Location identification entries
+---+
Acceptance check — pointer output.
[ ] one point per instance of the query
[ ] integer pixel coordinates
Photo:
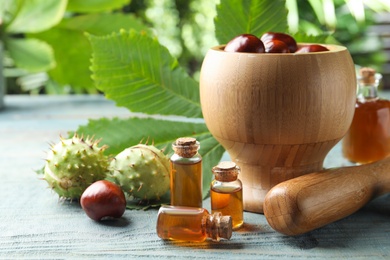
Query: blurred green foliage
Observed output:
(46, 50)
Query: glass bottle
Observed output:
(368, 138)
(226, 192)
(192, 224)
(186, 173)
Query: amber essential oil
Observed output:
(368, 138)
(226, 192)
(186, 173)
(192, 224)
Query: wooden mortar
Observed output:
(277, 115)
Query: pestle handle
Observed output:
(311, 201)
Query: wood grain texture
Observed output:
(311, 201)
(277, 115)
(34, 225)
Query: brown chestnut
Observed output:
(287, 39)
(312, 48)
(103, 199)
(245, 43)
(276, 46)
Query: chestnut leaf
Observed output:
(121, 133)
(235, 17)
(135, 71)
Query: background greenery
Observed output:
(146, 56)
(46, 50)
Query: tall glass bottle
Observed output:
(192, 224)
(226, 192)
(368, 138)
(186, 173)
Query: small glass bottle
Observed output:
(192, 224)
(368, 138)
(186, 173)
(226, 192)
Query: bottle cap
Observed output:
(226, 171)
(186, 147)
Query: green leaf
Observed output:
(95, 6)
(103, 24)
(137, 72)
(31, 54)
(73, 50)
(119, 134)
(33, 16)
(235, 17)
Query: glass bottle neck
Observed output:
(218, 226)
(368, 89)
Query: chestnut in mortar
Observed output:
(245, 43)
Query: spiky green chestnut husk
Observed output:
(142, 171)
(74, 164)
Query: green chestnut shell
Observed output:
(142, 171)
(74, 164)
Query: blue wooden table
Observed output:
(35, 225)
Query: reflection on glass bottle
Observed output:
(186, 173)
(226, 192)
(192, 224)
(368, 138)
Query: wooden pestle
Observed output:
(314, 200)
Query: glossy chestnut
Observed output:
(276, 46)
(311, 48)
(245, 43)
(103, 199)
(287, 39)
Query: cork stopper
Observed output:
(186, 147)
(226, 171)
(218, 226)
(367, 75)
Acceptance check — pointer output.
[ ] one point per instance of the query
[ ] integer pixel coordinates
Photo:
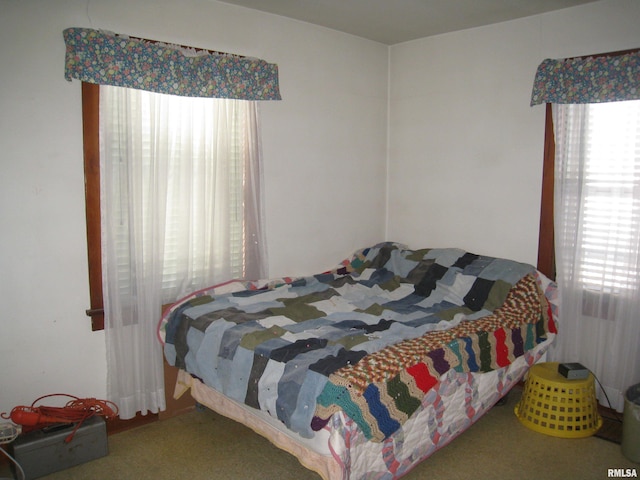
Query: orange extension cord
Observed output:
(76, 411)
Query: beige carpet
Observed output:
(203, 445)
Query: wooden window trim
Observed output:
(91, 137)
(546, 250)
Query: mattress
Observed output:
(355, 364)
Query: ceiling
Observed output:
(397, 21)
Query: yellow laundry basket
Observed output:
(556, 406)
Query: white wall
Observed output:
(324, 165)
(465, 146)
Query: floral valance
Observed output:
(109, 59)
(588, 80)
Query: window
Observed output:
(188, 158)
(612, 197)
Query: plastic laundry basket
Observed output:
(631, 424)
(556, 406)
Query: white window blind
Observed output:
(611, 207)
(176, 173)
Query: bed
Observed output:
(365, 370)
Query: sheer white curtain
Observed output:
(597, 236)
(181, 210)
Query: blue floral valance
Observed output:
(108, 59)
(588, 80)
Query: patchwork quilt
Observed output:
(370, 338)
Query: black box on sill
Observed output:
(41, 452)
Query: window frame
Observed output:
(91, 150)
(546, 234)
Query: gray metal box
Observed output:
(41, 452)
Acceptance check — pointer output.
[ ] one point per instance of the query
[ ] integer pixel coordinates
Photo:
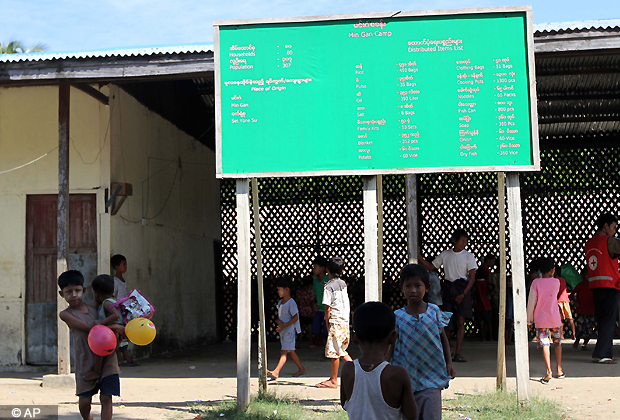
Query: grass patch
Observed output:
(267, 407)
(502, 406)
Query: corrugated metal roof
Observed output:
(578, 26)
(125, 52)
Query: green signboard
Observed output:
(403, 93)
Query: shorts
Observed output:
(110, 385)
(318, 323)
(584, 326)
(547, 335)
(452, 289)
(304, 321)
(565, 310)
(337, 341)
(287, 341)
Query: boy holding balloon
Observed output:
(103, 289)
(81, 319)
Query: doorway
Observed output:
(41, 254)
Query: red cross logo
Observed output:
(593, 263)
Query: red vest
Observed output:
(602, 269)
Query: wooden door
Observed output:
(41, 252)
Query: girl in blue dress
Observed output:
(422, 346)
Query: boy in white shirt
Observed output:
(337, 314)
(459, 268)
(288, 326)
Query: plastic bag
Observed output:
(135, 305)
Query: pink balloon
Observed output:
(102, 340)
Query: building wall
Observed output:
(29, 130)
(167, 228)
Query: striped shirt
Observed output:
(418, 347)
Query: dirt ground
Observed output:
(165, 387)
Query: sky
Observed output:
(83, 25)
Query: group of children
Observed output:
(548, 307)
(96, 374)
(405, 359)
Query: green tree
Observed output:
(16, 47)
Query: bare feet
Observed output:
(327, 384)
(91, 376)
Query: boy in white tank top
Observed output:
(371, 388)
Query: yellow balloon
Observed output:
(140, 331)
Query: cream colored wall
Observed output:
(170, 254)
(28, 130)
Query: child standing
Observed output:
(422, 346)
(337, 314)
(119, 264)
(103, 288)
(80, 318)
(544, 313)
(288, 326)
(371, 387)
(319, 328)
(585, 311)
(564, 303)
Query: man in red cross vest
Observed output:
(602, 252)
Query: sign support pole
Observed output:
(243, 292)
(262, 331)
(411, 202)
(64, 346)
(370, 239)
(518, 287)
(380, 207)
(501, 336)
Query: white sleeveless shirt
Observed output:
(366, 402)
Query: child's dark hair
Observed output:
(373, 321)
(606, 219)
(284, 283)
(490, 257)
(116, 260)
(545, 265)
(335, 266)
(320, 261)
(103, 284)
(458, 234)
(307, 281)
(70, 278)
(415, 270)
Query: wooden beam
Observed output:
(411, 203)
(262, 328)
(501, 336)
(244, 302)
(518, 287)
(62, 237)
(577, 45)
(91, 91)
(109, 69)
(371, 265)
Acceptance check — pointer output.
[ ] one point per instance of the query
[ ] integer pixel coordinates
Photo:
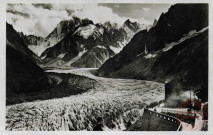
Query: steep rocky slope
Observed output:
(23, 75)
(176, 48)
(90, 45)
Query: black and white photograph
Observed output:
(107, 67)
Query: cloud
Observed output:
(30, 19)
(146, 9)
(117, 6)
(41, 19)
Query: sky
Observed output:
(41, 19)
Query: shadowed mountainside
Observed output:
(176, 48)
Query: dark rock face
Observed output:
(14, 40)
(31, 39)
(145, 57)
(88, 43)
(23, 75)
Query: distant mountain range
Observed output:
(81, 43)
(174, 51)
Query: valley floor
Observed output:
(112, 103)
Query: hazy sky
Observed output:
(41, 19)
(135, 10)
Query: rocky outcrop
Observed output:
+---+
• [Aim]
Repeat the material above word for word and skip every image in it.

• [Exercise solution]
Acceptance check — pointer output.
[ ] one point per instance of the query
[ ] integer pixel coordinates
Photo:
Query: blurred green foliage
Observed output:
(46, 50)
Query: glass bottle
Observed output:
(368, 138)
(226, 192)
(192, 224)
(186, 173)
Query: amber essential oil
Observed output:
(368, 138)
(226, 192)
(186, 173)
(192, 224)
Query: wooden mortar
Observed output:
(277, 115)
Query: pestle handle
Observed output:
(311, 201)
Query: wood grain texture
Observed output:
(311, 201)
(277, 115)
(34, 225)
Query: brown chestnut
Observed output:
(287, 39)
(312, 48)
(103, 199)
(245, 43)
(276, 46)
Query: chestnut leaf
Observed output:
(121, 133)
(235, 17)
(135, 71)
Query: background greenery
Observed output:
(146, 56)
(46, 50)
Query: tall glass bottle
Observed output:
(192, 224)
(226, 192)
(368, 138)
(186, 173)
Query: small glass bottle
Observed output:
(192, 224)
(368, 138)
(186, 173)
(226, 192)
Query: bottle cap
Observed output:
(226, 171)
(186, 147)
Query: green leaf
Observed output:
(95, 6)
(103, 24)
(137, 72)
(31, 54)
(73, 50)
(119, 134)
(33, 16)
(235, 17)
Query: glass bottle neck
Observed output:
(218, 226)
(368, 89)
Query: chestnut in mortar
Observed output:
(245, 43)
Query: spiky green chestnut husk
Observed output:
(142, 171)
(74, 164)
Query: green chestnut shell
Observed output:
(142, 171)
(74, 164)
Query: blue wooden table
Observed output:
(35, 225)
Query: reflection on glass bottle
Observed output:
(186, 173)
(226, 192)
(192, 224)
(368, 138)
Query: wooden pestle
Observed output:
(314, 200)
Query: glossy chestnut
Observed output:
(276, 46)
(311, 48)
(245, 43)
(103, 199)
(287, 39)
Query: cork stopper
Observed output:
(186, 147)
(226, 171)
(218, 226)
(367, 75)
Acceptance check — pointer output.
[ ] one point per instance of the query
[ ] integer pixel coordinates
Photo:
Query: orange extension cord
Observed output:
(76, 411)
Query: beige carpet
Observed output:
(203, 445)
Query: wooden window trim
Observed output:
(91, 137)
(546, 250)
Query: mattress
Observed output:
(355, 364)
Query: ceiling
Observed output:
(397, 21)
Query: yellow laundry basket
Observed output:
(556, 406)
Query: white wall
Observed output:
(324, 165)
(465, 146)
Query: floral valance
Observed output:
(109, 59)
(588, 80)
Query: window
Observed output:
(188, 158)
(612, 197)
Query: plastic laundry basket
Observed output:
(631, 424)
(556, 406)
Query: white window blind
Observed output:
(611, 207)
(176, 173)
Query: bed
Observed output:
(365, 370)
Query: sheer white curtain
Observed output:
(597, 236)
(181, 210)
Query: blue floral valance
Observed output:
(108, 59)
(588, 80)
Query: patchwork quilt
Observed output:
(370, 338)
Query: black box on sill
Observed output:
(41, 452)
Query: window frame
Observed output:
(91, 150)
(546, 234)
Query: gray metal box
Observed output:
(41, 452)
Acceptance check — pointer output.
[ ] one point per instance of the query
[ ] integer pixel coordinates
Photo:
Query: grass patch
Observed output:
(267, 407)
(502, 406)
Query: corrugated metal roof
Observed output:
(578, 26)
(125, 52)
Query: green signboard
Observed output:
(403, 93)
Query: shorts
Observed output:
(110, 385)
(318, 323)
(584, 326)
(547, 335)
(452, 289)
(304, 321)
(565, 310)
(337, 341)
(287, 341)
Query: boy holding balloon
Observed output:
(103, 289)
(81, 319)
Query: doorway
Observed output:
(41, 254)
Query: red cross logo
Observed output:
(593, 263)
Query: red vest
Observed output:
(602, 269)
Query: wooden door
Observed output:
(41, 252)
Query: girl in blue dress
Observed output:
(422, 346)
Query: boy in white shirt
Observed output:
(337, 314)
(459, 268)
(288, 326)
Query: plastic bag
Observed output:
(135, 305)
Query: pink balloon
Observed output:
(102, 340)
Query: building wall
Observed output:
(29, 130)
(167, 228)
Query: striped shirt
Observed output:
(418, 347)
Query: dirt ground
Observed output:
(165, 387)
Query: sky
Observed output:
(83, 25)
Query: group of children
Observed output:
(548, 307)
(96, 374)
(405, 359)
Query: green tree
Observed output:
(16, 47)
Query: bare feet
Observed output:
(327, 384)
(91, 376)
Query: boy in white tank top
Observed output:
(371, 388)
Query: yellow balloon
Observed output:
(140, 331)
Query: cream colored wall
Observed output:
(170, 254)
(28, 130)
Query: child standing
Observed output:
(422, 346)
(337, 314)
(119, 264)
(103, 288)
(80, 318)
(544, 313)
(288, 326)
(371, 387)
(319, 328)
(585, 311)
(564, 303)
Query: man in red cross vest
Observed output:
(602, 252)
Query: sign support pole
Observed output:
(243, 292)
(262, 331)
(411, 202)
(64, 346)
(370, 239)
(518, 287)
(380, 207)
(501, 336)
Query: white sleeveless shirt
Observed output:
(366, 402)
Query: child's dark hair
Observed output:
(373, 321)
(606, 219)
(284, 283)
(490, 257)
(116, 260)
(545, 265)
(335, 266)
(320, 261)
(103, 284)
(458, 234)
(307, 281)
(70, 278)
(415, 270)
Query: wooden beam
Observed output:
(411, 203)
(262, 328)
(501, 336)
(244, 302)
(518, 287)
(62, 237)
(577, 45)
(91, 91)
(109, 69)
(371, 265)
Acceptance check — pointer output.
[ ] one point per instance of the query
[ ] integer pixel coordinates
Photo:
Query: steep rocky slope
Observed output:
(23, 75)
(176, 48)
(90, 45)
Query: black and white photograph
Observed output:
(107, 67)
Query: cloud
Observed output:
(30, 19)
(146, 9)
(117, 6)
(41, 19)
Query: sky
Observed output:
(41, 19)
Query: shadowed mountainside
Observed output:
(176, 48)
Query: dark rock face
Observed output:
(14, 40)
(31, 39)
(145, 57)
(88, 43)
(23, 75)
Query: distant mountain range
Observed output:
(81, 43)
(174, 51)
Query: valley floor
Observed output:
(112, 103)
Query: hazy sky
Observed output:
(41, 19)
(135, 10)
Query: rocky outcrop
Observed output:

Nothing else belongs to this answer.